__Source document__.
[start]

8 thoughts on “Mining the ocean”

  1. I've read that they have gotten a lot better at preserving fisheries within US EEZ waters. It came too late to save the fisheries off New England, but we might be able to save many others.

    That said, it doesn't do the fish who lived outside of the EEZ's of nations willing to protect them much good, and especially not the fish who get hit by those horrific trawling nets.

  2. It's even worse in Europe. The fisheries ministers go to Brussels every year, hear the expert advice that quotas must be cut hard, and ignore it. They go home proudly saying they have "defended our fishermen". You have seen the fishing port here in Caleta de Vélez, built with European money, full of large boats, which replaced the dories that used to be pulled up on the beach. The continental shelf is about 2 km wide here and the sustainable catch small. Almost all the full-sized fish on menus is farmed.
    One ray of hope is provided by the massive offshore wind farms in the North Sea. These are incompatible with industrial fishing, especially trawling, so the farms become de facto marine conservation areas.

[end]

__Material__.

[start]

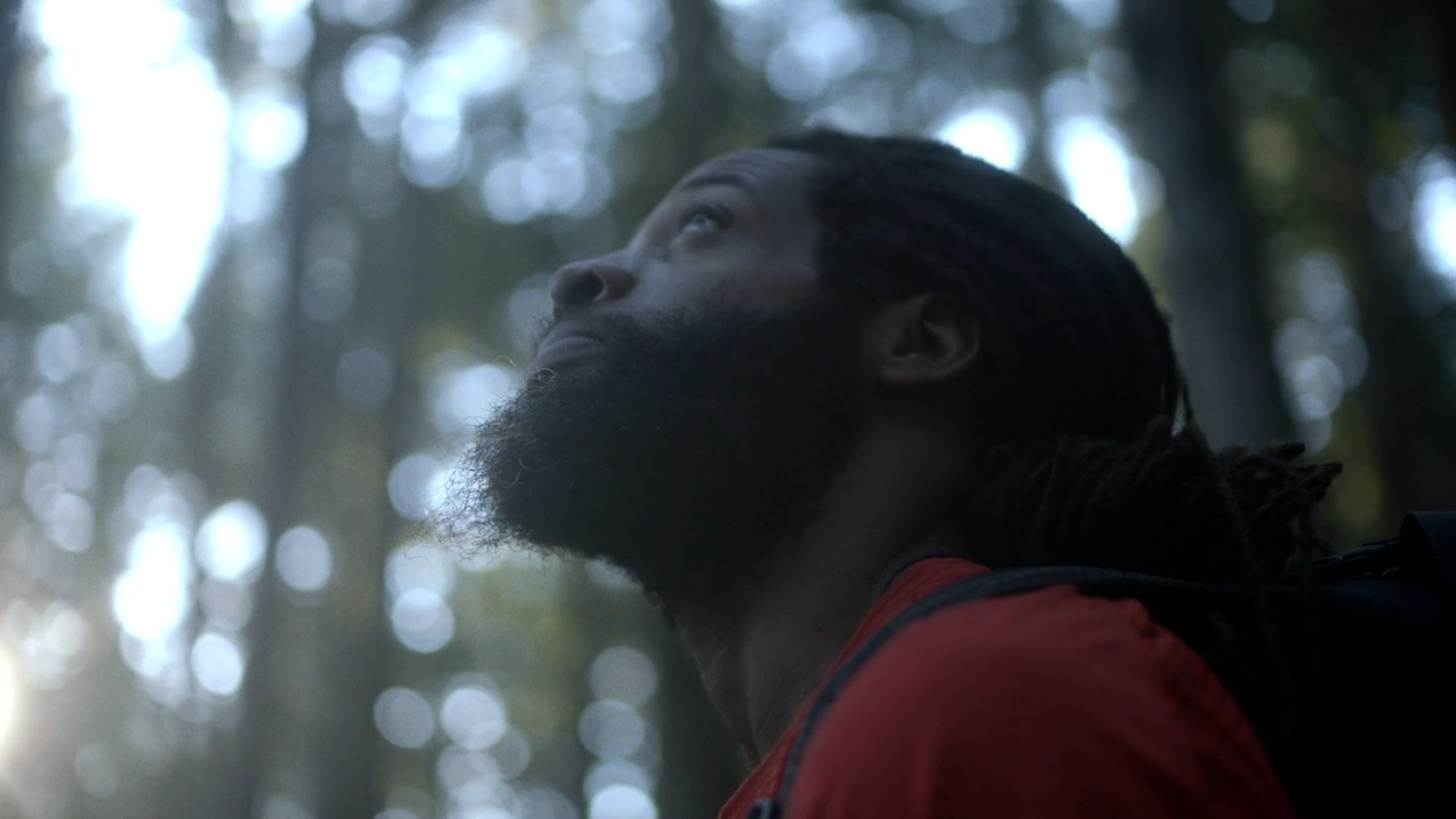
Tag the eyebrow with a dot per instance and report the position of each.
(732, 179)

[end]

Reproduce word for word the passage of the fisheries comments above, starting with "8 thoughts on" and going on through "save many others.".

8 thoughts on “Mining the ocean”

  1. I've read that they have gotten a lot better at preserving fisheries within US EEZ waters. It came too late to save the fisheries off New England, but we might be able to save many others.